_Material for this exercise_:
>>
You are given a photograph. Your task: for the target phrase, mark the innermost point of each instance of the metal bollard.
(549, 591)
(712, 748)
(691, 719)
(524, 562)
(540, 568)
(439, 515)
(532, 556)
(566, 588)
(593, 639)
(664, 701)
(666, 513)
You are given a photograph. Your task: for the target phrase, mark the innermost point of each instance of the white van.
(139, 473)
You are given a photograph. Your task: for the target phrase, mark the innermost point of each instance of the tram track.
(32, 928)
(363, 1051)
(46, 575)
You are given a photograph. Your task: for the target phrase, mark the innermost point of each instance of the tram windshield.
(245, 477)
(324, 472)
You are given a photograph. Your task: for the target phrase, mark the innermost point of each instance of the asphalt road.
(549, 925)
<<
_Written problem_: Render the items from the line containing "the tram windshield." through the end of the items, inclusive, as a two-column CSV with columns item_text and answer. Give one row per item, with each value in a single quoted field and line breaks replaced by spaces.

_Answer_:
item_text,answer
"You are given a photograph. Your task: for the target phrase, mark the innermost point of each instance of the tram windshield.","(245, 477) (324, 472)"
"You are given a photograph. Your task: for the target phrase, mark the innermost point of each instance of the asphalt road.","(549, 925)"